• ÉNONCÉ 1: D'après l'entretien sur la famille, les affirmations suivantes sont-elles exactes ? (a) Jean-Christophe Meurisse a trois enfants. (b) Son spectacle cherche à montrer que la famille est formidable. (c) Les situations familiales l'amusent sans l'angoisser. Pour chacune, répondez par oui ou non en citant exactement les mots décisifs du texte.
• ÉNONCÉ 2: Prolongez l'entretien sur la famille au-delà de sa dernière phrase.

La famille source d'angoisse

Entretien avec Jean-Christophe Meurisse

Quels aspects de la structure familiale vous ont inspiré pour ce spectacle ? Quel est votre ressenti sur la famille ?

La famille a constitué un bon point de départ dans la mesure où moi je n’y crois pas du tout ! C’est quelque chose qui, dans mon histoire, a été un désastre, l’endroit d’un profond anéantissement. Donc, comme je n’y crois pas, toutes les situations qui ressemblent à des situations familiales m’angoissent énormément. Cela me préoccupe, cela me fait rire : cela me met en plein terrain affectif. Paradoxalement, j’ai moi même co-fondé une famille puisque j’ai trois enfants. Et cela me bouleverse. Par conséquent mon ressenti par rapport à cette « société » est tellement contradictoire, étendu, que pour moi c’est un matériau, un terrain de départ idéal. Je sais que je vais être tiraillé. Je ne fais pas un spectacle pour dire : la famille c’est nul ! Je ne fais pas un spectacle pour dire non plus que la famille c’est formidable. Elle est tout de même étrange cette société, et je parle de la société nucléaire : les enfants et les parents, donc essentiellement des rapports filiaux. C’est un miroir pour tous et cela m’interroge, parce que comme c’est notre point de départ à tous dans la vie, c’est à partir de cela que l’on reproduit énormément de choses.

Comme c’est notre point de départ à tous dans la vie, c’est à partir de cela que l’on reproduit énormément de choses.


Vous parlez d’anéantissement concernant votre passé familial.

• ENTRÉES FOURNIES:
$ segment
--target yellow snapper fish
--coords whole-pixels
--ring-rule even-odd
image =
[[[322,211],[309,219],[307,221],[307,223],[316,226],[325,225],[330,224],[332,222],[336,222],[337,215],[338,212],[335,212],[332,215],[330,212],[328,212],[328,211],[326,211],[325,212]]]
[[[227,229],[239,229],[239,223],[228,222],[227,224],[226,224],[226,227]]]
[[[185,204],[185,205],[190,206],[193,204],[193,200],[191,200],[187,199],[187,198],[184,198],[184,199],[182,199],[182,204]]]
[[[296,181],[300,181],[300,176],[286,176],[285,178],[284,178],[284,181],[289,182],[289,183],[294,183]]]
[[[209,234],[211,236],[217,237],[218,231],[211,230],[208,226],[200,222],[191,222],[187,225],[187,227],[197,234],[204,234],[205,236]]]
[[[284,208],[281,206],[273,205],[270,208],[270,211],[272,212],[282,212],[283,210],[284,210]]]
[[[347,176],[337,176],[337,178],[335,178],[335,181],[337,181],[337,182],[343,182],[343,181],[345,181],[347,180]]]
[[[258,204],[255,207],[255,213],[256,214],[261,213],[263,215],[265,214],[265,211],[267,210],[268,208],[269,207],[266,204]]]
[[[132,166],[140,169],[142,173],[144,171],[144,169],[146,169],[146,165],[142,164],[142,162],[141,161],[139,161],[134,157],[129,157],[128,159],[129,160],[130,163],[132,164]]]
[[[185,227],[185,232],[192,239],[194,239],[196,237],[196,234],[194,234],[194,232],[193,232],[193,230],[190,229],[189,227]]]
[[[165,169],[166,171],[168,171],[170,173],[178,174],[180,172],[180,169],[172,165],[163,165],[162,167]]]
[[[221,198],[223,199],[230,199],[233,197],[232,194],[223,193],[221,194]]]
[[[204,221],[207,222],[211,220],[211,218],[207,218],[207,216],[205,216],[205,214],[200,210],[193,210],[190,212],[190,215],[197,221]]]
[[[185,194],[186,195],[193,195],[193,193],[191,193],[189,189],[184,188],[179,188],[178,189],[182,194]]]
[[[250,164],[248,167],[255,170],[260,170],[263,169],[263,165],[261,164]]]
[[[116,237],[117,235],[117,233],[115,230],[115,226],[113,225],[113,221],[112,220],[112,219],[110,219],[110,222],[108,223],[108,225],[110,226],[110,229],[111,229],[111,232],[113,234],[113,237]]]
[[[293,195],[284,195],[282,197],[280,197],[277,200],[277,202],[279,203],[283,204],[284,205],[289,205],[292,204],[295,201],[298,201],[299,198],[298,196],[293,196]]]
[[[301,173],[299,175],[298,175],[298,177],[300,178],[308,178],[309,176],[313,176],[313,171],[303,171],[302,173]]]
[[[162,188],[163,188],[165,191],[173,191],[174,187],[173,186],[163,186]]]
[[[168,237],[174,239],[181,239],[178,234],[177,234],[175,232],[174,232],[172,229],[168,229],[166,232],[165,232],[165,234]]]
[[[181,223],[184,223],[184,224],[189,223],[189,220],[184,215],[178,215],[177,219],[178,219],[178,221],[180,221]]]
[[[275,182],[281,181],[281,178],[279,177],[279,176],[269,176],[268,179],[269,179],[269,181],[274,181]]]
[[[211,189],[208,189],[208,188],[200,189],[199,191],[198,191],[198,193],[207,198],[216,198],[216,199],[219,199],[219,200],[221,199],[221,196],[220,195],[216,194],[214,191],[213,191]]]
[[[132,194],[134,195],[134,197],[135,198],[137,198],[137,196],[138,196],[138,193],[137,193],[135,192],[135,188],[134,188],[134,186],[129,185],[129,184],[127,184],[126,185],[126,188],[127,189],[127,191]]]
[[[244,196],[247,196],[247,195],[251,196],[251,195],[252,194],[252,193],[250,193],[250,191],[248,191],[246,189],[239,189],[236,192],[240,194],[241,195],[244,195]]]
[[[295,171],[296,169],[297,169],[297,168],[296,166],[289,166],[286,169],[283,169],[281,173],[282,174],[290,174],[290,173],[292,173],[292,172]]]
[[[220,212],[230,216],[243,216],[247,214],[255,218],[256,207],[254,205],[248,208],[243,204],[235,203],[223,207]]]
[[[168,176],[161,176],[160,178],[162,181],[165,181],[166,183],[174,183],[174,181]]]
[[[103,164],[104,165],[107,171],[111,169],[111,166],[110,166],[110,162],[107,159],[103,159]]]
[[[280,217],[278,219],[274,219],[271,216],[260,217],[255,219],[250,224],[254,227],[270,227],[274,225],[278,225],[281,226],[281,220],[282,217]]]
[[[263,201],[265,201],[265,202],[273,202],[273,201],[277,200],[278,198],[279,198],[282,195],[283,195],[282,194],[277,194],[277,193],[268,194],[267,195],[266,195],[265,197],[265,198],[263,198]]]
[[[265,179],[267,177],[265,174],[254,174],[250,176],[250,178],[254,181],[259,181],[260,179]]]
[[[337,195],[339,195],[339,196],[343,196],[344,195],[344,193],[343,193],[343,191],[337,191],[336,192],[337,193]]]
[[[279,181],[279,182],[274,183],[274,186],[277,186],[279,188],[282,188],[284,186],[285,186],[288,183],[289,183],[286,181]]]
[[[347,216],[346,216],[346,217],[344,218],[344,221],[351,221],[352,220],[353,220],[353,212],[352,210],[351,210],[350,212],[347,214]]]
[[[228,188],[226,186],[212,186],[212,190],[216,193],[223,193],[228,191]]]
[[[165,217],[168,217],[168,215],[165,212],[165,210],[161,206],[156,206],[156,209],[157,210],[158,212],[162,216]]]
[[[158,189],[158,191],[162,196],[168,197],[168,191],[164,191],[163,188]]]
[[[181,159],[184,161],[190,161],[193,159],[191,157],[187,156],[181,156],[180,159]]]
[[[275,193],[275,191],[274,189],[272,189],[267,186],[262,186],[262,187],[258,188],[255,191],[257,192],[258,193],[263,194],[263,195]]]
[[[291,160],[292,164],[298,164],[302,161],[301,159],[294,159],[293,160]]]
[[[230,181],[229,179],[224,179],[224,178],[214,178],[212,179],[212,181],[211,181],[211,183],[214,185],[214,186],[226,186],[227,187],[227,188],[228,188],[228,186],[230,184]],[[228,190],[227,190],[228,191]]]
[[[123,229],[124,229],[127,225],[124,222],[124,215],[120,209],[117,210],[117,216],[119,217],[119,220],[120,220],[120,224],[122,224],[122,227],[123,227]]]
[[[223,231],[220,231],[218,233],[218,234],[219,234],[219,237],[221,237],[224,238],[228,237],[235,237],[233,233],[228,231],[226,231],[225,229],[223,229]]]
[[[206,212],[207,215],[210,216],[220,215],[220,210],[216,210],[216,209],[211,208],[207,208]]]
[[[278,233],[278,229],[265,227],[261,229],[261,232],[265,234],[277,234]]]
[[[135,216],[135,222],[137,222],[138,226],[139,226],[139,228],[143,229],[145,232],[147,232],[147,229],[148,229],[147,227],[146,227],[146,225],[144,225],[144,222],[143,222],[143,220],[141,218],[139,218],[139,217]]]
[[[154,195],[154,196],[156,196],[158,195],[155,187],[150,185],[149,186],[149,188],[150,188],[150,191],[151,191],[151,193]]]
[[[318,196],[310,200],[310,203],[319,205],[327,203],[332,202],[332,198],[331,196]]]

• RÉPONSE RÉDIGÉE 1:
(a) Oui : « j’ai trois enfants ».
(b) Non : « Je ne fais pas un spectacle pour dire non plus que la famille c’est formidable ».
(c) Non : « toutes les situations qui ressemblent à des situations familiales m’angoissent énormément ».

• RÉPONSE RÉDIGÉE 2:
Oui, parce que tout à coup, pour plein de raisons personnelles, tout ce qui est cellule familiale a disparu, a explosé ou a implosé. Je ne parle pas de décès, ce sont des multiplications de séparations, des fâcheries, etc. Et quand on est un enfant ou un adolescent c’est étonnant de voir une structure affective qui se démolit. On est vite mis dans la réalité. Et c’est cela le point de départ : voilà une structure affective que l’on doit accepter ou quitter.

"Moi je veux raconter des choses tristes avec le rire".


Quels thèmes seront abordés ?

À ce stade du travail, où nous avons juste traversé une courte résidence, je pourrais nommer quelques têtes de chapitres, des sortes de sous-titres : la famille, une histoire de violence ; la famille, une histoire de répétition et de névrose ; la famille, une histoire d’absence… Avec notre manière de travailler nous allons essayer de renverser la table d’une certaine manière. Nous interroger sur ce que c’est que l’amour familial, ce que sont les rapports filiaux, ce que c’est que l’éducation et puis y mettre un peu de psychanalyse, comprendre ce qu’est le complexe d’Œdipe, le mythe de Médée. Sans trop noircir le tableau parce que ce qui est délicat avec le rire, c’est qu’une fois que l’on approche trop de la tragédie, on ne peut plus revenir en arrière. Or le rire est fondamental pour moi - même si je sais : j’ai l’air très sérieux ! Je le dis souvent : le rire est une arme. Il y a des gens qui racontent des choses tristes avec tristesse, moi je veux raconter des choses tristes avec le rire. Comme disait Beckett : « en face, le pire, jusqu’à ce qu’il fasse rire ».

Pouvez-vous nous décrire votre méthode de création ?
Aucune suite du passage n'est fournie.